-- start Page text --

[<prev] [next>] [<thread-prev] [day] [month] [year] [list]
Message-ID: <53303B01.6070302@arm.com>
Date: Mon, 24 Mar 2014 15:02:41 +0100
From: Dietmar Eggemann <dietmar.eggemann@....com>
To: Vincent Guittot <vincent.guittot@...aro.org>
CC: "peterz@...radead.org" <peterz@...radead.org>,
"mingo@...nel.org" <mingo@...nel.org>,
"linux-kernel@...r.kernel.org" <linux-kernel@...r.kernel.org>,
"tony.luck@...el.com" <tony.luck@...el.com>,
"fenghua.yu@...el.com" <fenghua.yu@...el.com>,
"schwidefsky@...ibm.com" <schwidefsky@...ibm.com>,
"james.hogan@...tec.com" <james.hogan@...tec.com>,
"cmetcalf@...era.com" <cmetcalf@...era.com>,
"benh@...nel.crashing.org" <benh@...nel.crashing.org>,
"linux@....linux.org.uk" <linux@....linux.org.uk>,
"linux-arm-kernel@...ts.infradead.org"
<linux-arm-kernel@...ts.infradead.org>,
"preeti@...ux.vnet.ibm.com" <preeti@...ux.vnet.ibm.com>,
"linaro-kernel@...ts.linaro.org" <linaro-kernel@...ts.linaro.org>
Subject: Re: [PATCH v3 1/6] sched: rework of sched_domain topology definition
On 21/03/14 11:04, Vincent Guittot wrote:
> On 20 March 2014 18:18, Dietmar Eggemann <dietmar.eggemann@....com> wrote:
>> On 20/03/14 17:02, Vincent Guittot wrote:
>>> On 20 March 2014 13:41, Dietmar Eggemann <dietmar.eggemann@....com> wrote:
>>>> On 19/03/14 16:22, Vincent Guittot wrote:
>>>>> We replace the old way to configure the scheduler topology with a new method
>>>>> which enables a platform to declare additionnal level (if needed).
>>>>>
>>>>> We still have a default topology table definition that can be used by platform
>>>>> that don't want more level than the SMT, MC, CPU and NUMA ones. This table can
>>>>> be overwritten by an arch which either wants to add new level where a load balance
>>>>> make sense like BOOK or powergating level or wants to change the flags
>>>>> configuration of some levels.

-- end Page text --

### Directives
1. In the mailing-list message about the sched_domain topology rework, which levels does the default topology table cover?
2. Continue the mailing-list message about the sched_domain topology rework from the point where it stops.

-- start Raw records --

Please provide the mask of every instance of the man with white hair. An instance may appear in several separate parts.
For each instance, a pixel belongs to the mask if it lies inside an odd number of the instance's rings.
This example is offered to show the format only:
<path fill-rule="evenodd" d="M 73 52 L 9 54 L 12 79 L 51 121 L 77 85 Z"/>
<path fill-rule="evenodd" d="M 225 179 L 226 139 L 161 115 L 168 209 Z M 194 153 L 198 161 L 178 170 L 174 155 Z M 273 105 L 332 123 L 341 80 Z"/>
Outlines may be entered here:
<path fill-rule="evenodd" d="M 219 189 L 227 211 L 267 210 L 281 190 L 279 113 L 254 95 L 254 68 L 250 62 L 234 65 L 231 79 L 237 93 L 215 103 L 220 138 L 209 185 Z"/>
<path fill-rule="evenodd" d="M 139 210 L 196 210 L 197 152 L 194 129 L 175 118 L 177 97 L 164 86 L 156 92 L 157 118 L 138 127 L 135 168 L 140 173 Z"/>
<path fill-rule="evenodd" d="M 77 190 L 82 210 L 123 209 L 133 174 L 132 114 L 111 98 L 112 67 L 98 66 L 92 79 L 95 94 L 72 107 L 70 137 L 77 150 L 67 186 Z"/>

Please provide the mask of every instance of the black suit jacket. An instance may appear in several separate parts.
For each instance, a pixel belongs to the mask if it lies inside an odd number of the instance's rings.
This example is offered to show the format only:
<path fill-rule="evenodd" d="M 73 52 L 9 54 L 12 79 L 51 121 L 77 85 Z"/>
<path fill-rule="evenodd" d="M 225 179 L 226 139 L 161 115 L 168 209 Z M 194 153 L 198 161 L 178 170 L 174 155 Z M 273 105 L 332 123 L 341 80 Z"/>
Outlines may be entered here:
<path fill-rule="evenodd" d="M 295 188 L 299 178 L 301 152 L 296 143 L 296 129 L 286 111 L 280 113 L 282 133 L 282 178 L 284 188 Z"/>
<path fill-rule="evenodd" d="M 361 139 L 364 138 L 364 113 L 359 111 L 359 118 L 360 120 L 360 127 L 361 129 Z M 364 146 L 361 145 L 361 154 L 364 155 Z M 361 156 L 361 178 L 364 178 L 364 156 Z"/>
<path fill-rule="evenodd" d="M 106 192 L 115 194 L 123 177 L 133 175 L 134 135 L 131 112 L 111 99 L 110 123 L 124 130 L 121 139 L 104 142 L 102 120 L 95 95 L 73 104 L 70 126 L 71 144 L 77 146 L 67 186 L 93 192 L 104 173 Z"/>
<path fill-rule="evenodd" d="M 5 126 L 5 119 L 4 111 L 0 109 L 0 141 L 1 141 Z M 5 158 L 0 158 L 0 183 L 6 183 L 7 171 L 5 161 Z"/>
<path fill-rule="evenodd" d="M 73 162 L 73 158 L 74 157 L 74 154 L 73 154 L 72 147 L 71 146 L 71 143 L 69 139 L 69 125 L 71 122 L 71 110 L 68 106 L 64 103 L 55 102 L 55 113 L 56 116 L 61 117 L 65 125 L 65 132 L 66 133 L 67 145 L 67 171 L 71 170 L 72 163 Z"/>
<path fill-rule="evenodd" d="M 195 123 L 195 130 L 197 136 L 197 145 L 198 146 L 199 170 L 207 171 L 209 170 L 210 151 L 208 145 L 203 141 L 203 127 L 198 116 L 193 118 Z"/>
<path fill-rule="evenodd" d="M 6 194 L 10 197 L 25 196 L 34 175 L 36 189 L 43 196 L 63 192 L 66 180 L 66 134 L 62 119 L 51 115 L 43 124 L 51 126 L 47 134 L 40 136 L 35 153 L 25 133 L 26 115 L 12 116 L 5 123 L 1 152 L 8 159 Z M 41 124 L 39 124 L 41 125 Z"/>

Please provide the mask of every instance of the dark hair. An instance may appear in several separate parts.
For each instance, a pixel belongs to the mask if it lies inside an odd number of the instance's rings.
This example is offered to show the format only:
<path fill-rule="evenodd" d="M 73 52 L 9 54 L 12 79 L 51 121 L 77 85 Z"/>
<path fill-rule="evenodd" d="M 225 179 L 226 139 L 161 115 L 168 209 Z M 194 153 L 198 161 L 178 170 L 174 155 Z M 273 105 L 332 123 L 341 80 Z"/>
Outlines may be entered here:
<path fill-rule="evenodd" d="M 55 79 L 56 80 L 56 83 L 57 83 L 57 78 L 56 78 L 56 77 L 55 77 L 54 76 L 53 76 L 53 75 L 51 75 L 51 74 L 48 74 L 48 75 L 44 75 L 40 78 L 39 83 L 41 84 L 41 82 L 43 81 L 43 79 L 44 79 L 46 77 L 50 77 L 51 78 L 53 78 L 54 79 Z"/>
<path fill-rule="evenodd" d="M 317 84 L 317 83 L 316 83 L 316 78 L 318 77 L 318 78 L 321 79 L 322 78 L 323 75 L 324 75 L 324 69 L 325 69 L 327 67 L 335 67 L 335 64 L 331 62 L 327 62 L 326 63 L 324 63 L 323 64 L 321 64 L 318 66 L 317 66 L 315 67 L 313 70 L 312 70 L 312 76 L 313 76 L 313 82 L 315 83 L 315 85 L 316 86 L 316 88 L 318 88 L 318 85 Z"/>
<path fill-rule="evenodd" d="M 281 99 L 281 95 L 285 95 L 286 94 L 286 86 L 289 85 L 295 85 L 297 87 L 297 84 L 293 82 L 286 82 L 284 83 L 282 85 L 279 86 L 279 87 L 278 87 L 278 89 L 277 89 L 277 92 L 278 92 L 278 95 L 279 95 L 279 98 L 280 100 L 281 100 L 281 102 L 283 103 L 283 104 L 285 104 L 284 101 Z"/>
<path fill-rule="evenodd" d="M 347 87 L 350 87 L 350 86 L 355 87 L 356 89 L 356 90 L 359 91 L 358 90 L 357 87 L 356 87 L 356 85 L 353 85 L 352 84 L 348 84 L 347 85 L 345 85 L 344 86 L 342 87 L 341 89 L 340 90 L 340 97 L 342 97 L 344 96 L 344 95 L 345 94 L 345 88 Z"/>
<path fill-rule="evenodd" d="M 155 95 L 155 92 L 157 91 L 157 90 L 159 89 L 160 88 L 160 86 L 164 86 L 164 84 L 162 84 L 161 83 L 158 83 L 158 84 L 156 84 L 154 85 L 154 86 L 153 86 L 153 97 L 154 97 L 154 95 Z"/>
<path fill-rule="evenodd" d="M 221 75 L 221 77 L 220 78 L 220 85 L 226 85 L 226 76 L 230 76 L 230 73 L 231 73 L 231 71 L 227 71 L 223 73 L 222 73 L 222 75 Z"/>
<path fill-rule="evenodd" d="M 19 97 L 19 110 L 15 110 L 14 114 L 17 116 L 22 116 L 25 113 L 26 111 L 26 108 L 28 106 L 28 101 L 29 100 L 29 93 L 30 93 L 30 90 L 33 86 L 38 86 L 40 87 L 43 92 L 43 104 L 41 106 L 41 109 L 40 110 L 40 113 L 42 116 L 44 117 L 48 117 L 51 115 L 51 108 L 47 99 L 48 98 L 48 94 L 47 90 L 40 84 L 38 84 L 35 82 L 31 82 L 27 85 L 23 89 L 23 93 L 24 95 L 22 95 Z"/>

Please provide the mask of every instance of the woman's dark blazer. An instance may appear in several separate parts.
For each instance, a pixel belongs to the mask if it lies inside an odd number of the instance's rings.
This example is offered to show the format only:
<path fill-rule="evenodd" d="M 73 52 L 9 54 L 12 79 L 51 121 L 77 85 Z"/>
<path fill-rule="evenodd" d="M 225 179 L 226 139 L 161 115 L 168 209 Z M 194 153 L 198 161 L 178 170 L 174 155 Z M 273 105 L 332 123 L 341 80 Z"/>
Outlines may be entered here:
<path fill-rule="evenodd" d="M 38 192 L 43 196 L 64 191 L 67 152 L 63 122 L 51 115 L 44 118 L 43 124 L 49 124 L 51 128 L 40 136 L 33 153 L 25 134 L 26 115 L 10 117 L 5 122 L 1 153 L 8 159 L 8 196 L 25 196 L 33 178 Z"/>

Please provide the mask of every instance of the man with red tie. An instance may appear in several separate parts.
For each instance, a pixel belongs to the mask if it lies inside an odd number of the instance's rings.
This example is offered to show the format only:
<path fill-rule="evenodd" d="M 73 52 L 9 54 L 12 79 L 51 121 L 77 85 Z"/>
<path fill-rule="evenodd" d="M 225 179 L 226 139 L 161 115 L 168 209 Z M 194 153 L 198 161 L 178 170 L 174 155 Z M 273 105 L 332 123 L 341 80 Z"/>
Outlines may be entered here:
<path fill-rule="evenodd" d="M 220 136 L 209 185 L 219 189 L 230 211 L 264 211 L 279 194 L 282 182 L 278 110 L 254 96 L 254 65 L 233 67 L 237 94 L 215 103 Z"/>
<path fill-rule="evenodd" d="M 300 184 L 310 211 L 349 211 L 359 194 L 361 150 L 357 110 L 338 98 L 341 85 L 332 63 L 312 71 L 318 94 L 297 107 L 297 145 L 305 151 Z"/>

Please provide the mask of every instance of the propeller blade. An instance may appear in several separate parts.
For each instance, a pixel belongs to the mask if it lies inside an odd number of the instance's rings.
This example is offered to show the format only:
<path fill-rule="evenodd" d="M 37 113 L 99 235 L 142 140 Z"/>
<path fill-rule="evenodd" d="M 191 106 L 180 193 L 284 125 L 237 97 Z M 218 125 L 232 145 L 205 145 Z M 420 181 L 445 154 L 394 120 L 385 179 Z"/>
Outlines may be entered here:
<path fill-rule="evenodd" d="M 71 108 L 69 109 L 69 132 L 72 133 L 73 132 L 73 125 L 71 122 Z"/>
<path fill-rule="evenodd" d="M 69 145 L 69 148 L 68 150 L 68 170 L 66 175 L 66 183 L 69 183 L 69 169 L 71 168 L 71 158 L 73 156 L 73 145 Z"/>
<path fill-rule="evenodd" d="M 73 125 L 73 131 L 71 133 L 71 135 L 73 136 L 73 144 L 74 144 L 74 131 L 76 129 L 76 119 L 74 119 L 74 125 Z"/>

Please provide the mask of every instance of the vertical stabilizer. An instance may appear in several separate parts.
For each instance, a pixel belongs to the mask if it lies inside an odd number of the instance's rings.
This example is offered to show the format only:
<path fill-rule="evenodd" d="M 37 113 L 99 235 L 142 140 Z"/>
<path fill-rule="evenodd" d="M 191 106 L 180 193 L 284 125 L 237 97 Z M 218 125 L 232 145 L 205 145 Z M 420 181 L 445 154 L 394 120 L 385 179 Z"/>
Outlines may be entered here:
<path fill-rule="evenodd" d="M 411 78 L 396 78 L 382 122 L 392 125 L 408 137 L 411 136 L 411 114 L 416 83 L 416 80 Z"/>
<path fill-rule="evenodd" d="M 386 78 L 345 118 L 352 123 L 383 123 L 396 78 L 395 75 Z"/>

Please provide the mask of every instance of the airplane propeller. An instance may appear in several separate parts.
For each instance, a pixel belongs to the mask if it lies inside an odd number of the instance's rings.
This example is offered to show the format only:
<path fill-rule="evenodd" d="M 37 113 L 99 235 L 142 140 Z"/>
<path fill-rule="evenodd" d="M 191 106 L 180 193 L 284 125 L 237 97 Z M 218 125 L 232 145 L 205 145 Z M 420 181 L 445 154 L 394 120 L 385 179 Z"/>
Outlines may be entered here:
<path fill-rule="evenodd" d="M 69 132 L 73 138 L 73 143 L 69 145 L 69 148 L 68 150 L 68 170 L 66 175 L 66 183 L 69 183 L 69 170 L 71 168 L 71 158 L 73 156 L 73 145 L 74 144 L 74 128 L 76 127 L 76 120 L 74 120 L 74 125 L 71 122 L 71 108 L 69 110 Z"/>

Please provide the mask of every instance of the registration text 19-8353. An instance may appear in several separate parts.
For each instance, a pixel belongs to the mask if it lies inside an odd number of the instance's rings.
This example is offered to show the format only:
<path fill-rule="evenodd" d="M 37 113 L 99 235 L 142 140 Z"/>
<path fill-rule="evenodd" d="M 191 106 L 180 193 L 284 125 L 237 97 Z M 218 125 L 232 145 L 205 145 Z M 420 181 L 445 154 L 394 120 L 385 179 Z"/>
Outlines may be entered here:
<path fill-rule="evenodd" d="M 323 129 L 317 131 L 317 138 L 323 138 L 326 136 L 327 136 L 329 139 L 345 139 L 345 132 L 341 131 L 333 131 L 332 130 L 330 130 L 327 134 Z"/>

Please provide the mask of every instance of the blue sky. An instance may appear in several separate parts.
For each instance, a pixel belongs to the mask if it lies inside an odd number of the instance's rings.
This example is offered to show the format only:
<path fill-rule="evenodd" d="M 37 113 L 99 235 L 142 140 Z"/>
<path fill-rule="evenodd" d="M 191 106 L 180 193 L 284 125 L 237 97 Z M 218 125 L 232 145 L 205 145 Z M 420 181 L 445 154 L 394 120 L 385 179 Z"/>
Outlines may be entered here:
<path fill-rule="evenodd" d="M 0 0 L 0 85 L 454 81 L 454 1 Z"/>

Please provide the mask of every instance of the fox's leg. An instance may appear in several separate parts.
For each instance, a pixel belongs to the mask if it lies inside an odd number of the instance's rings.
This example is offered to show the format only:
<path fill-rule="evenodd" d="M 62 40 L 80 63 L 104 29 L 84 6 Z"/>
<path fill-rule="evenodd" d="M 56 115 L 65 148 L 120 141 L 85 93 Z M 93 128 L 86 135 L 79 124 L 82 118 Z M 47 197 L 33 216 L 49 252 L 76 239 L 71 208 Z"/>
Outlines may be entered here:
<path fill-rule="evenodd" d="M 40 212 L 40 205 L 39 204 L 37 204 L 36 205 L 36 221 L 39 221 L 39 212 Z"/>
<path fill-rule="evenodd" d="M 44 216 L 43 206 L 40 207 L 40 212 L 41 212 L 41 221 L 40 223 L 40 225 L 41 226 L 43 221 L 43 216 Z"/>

-- end Raw records --

### Task answers
1. SMT, MC, CPU and NUMA.

2.
>>>>>
>>>>> For each level, we need a function pointer that returns cpumask for each cpu,
>>>>> a function pointer that returns the flags for the level and a name. Only flags
>>>>> that describe topology, can be set by an architecture. The current topology
>>>>> flags are:
>>>>> SD_SHARE_CPUPOWER
>>>>> SD_SHARE_PKG_RESOURCES
>>>>> SD_NUMA
>>>>> SD_ASYM_PACKING
>>>>>
>>>>> Then, each level must be a subset on the next one. The build sequence of the
>>>>> sched_domain will take care of removing useless levels like those with 1 CPU
>>>>> and those with the same CPU span and relevant information for load balancing
>>>>> than its child.
>>>>
>>>> The paragraph above contains important information to set this up
>>>> correctly, that's why it might be worth clarifying:
>>>>
>>>> - "next one" of sd means "child of sd" ?
>>>
>>> It's the next one in the table so the parent in the sched_domain
>>
>> Right, it's this way around. DIE is parent of MC is parent of GMC. Maybe
>> you could be more explicit about the parent of relation here?
>>
>>>
>>>> - "subset" means really "subset" and not "proper subset" ?
>>>
>>> yes, it's really "subset" and not "proper subset"
>>>
>>> Vincent
>>>
>>>>
>>>> On TC2 w/ the following change in cpu_corepower_mask()
>>>>
>>>> const struct cpumask *cpu_corepower_mask(int cpu)
>>>> {
>>>> - return &cpu_topology[cpu].thread_sibling;
>>>> + return cpu_topology[cpu].socket_id ?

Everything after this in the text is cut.